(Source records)
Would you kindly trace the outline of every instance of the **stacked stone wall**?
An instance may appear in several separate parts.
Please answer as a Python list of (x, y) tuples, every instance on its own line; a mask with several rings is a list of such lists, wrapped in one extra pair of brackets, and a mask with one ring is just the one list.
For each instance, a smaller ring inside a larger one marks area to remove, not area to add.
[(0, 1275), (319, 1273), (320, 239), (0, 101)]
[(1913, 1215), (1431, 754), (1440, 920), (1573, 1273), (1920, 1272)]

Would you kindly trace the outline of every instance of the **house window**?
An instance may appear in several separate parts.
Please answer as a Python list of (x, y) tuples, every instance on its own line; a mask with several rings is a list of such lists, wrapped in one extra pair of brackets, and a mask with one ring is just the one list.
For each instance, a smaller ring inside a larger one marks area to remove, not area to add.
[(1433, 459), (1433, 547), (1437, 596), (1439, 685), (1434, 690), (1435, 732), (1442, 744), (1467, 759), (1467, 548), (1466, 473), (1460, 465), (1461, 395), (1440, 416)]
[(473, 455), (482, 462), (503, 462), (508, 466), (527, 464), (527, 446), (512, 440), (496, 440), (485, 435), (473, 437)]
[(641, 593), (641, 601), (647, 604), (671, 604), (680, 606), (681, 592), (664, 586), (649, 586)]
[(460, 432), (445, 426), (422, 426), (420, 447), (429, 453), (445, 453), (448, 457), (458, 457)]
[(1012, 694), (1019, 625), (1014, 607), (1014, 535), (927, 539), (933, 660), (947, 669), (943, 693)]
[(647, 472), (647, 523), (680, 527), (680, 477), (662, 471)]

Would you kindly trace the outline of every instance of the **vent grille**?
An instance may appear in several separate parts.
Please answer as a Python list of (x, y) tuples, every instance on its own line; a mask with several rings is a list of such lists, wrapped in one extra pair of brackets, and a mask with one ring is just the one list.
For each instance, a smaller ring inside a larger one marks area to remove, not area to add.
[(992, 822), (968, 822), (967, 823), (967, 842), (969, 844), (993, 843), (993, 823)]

◆ Task description ◆
Copy each record from above without leaving any out.

◆ Answer for this exercise ◆
Would you kindly trace the outline of every instance of the **stacked stone wall**?
An instance may appear in several separate parts.
Please answer as a Python list of (x, y) tuples, every instance on its own line; a mask with several rings is a list of such lists, wrapped in one extra pair of brackets, and a mask with one ring is just the one list.
For each instance, a smaller ring inside a larger one marks area to remove, not area to add.
[(0, 1275), (319, 1273), (320, 239), (0, 101)]
[(1913, 1215), (1431, 754), (1440, 920), (1573, 1273), (1920, 1272)]

Would you kindly trace the outline of every instance of the **house window**?
An instance may appear in several separate parts.
Please answer as a Python list of (x, y) tuples, every instance on its own line; a mask with several rings is a list of such lists, wrapped in one extra pair of brackets, and a mask with one ring is just the one list.
For each instance, a smaller ring inside a larger one marks area to remove, not area to add.
[(1433, 459), (1433, 547), (1437, 596), (1439, 685), (1434, 690), (1435, 732), (1442, 744), (1467, 759), (1467, 548), (1466, 473), (1460, 465), (1461, 395), (1440, 416)]
[(473, 455), (482, 462), (503, 462), (508, 466), (527, 464), (527, 446), (512, 440), (496, 440), (485, 435), (473, 437)]
[(641, 593), (641, 601), (647, 604), (671, 604), (680, 606), (681, 592), (664, 586), (649, 586)]
[(460, 432), (445, 426), (422, 426), (420, 447), (429, 453), (445, 453), (448, 457), (458, 457)]
[(1012, 694), (1019, 625), (1014, 607), (1014, 535), (927, 539), (933, 660), (947, 669), (943, 693)]
[(647, 472), (647, 523), (680, 527), (680, 477), (662, 471)]

Would you kindly trace the outline of every instance of the **vent grille**?
An instance may appear in several separate parts.
Please answer as a Python list of (x, y) tuples, every instance on its own line; a mask with several rings is a list of such lists, wrapped in one extra pair of brackets, and a mask with one ring is just the one list.
For each instance, a smaller ring inside a larger one marks area to remove, not area to add.
[(992, 822), (968, 822), (967, 823), (967, 842), (969, 844), (993, 843), (993, 823)]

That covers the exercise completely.